▸ EXERCISE BRIEF: Reproduce the material word for word, starting at the line that contains "target | stone landscape border" and continuing through the end of the material, but leave out the pictures.

▸ Pointing records:
================================
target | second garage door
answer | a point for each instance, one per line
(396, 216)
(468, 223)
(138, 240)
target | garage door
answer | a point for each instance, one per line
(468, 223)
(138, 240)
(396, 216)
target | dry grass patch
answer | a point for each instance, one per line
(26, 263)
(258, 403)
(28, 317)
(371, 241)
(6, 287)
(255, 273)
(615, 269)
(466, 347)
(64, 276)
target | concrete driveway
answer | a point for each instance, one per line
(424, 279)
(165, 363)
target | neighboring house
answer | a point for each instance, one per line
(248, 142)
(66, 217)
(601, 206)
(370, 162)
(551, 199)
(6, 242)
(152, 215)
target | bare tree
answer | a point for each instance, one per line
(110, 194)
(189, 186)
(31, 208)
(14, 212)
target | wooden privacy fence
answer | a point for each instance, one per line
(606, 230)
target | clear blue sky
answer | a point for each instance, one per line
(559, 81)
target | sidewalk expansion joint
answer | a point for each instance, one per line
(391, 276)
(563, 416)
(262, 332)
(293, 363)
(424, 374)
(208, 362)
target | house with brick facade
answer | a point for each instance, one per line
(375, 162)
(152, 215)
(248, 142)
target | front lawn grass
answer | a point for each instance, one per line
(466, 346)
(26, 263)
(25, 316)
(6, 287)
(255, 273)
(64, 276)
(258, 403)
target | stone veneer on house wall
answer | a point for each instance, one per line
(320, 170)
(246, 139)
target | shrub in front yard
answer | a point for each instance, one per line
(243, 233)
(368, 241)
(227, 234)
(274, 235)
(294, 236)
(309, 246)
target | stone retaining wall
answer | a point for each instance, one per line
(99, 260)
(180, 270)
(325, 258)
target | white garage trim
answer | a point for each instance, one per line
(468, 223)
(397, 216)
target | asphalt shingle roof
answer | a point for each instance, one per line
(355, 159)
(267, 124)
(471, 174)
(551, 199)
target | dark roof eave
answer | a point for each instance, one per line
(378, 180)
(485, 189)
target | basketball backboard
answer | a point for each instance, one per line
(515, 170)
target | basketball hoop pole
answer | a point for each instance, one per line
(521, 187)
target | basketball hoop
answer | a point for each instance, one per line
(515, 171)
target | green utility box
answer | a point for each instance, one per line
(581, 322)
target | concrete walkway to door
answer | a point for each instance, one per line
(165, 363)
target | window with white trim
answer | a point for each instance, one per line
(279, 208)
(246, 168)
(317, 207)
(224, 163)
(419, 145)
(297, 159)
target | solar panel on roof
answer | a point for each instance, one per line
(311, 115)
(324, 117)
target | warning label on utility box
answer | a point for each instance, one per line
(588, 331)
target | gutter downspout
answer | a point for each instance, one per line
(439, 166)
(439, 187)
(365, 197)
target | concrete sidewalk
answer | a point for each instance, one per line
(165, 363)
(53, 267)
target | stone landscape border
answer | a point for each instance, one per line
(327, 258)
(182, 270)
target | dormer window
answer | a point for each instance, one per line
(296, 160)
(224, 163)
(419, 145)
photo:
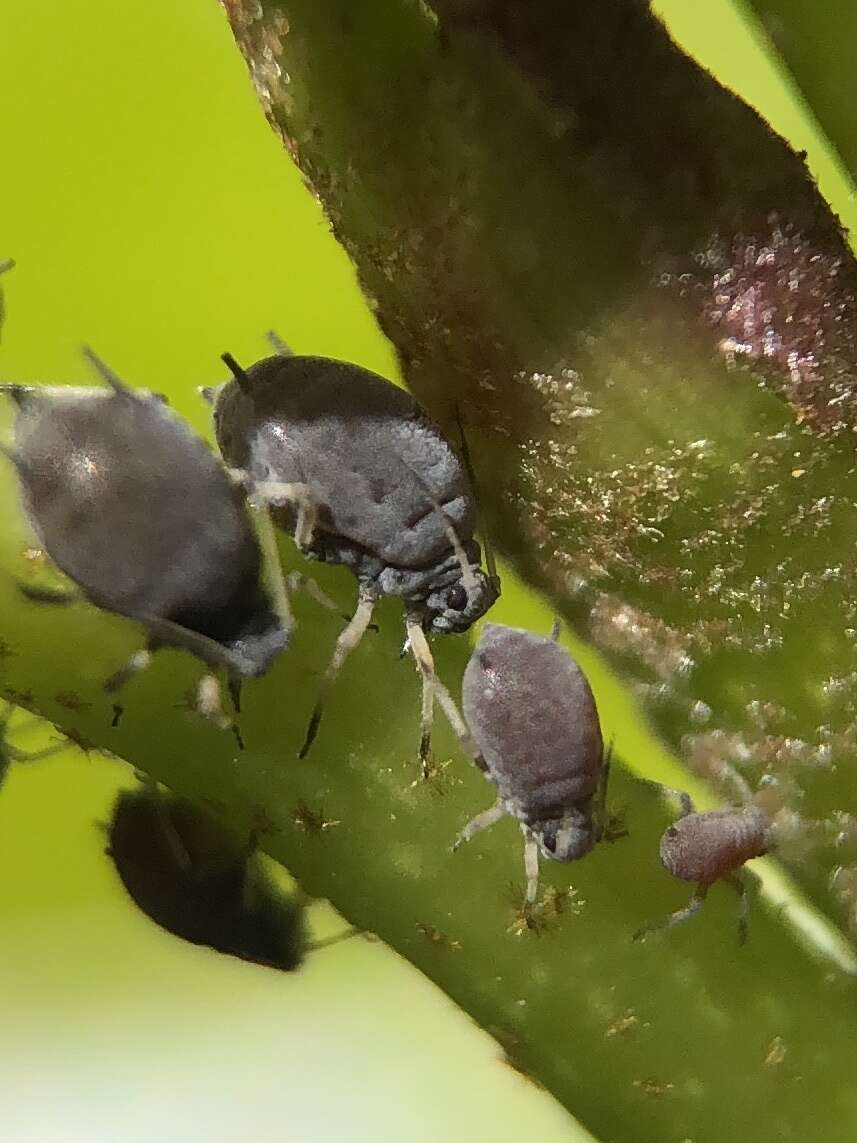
================================
▸ OUTPUT OF THE EXERCISE:
target | stone landscape border
answer | a point for each instance, one per line
(327, 258)
(182, 270)
target | dormer window
answer | a point for each instance, one per line
(296, 160)
(224, 163)
(419, 145)
photo:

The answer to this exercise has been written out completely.